# EXERCISE OBJECTIVE:
Rewrite all of the lines below, requests included. Scale every pixel coordinate in the answers by 2.25 and round to whole numbers, with halves going up, but keep the numbers in the requests and their format samples unchanged.

::: EXTRACTED ENTRIES

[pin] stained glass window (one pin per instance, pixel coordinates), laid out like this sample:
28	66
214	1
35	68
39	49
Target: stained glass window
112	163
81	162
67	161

::::::

# SOLUTION BELOW:
[pin] stained glass window (one pin per instance, pixel coordinates), laid out like this sample:
28	66
214	1
35	68
39	49
Target: stained glass window
252	367
182	365
151	362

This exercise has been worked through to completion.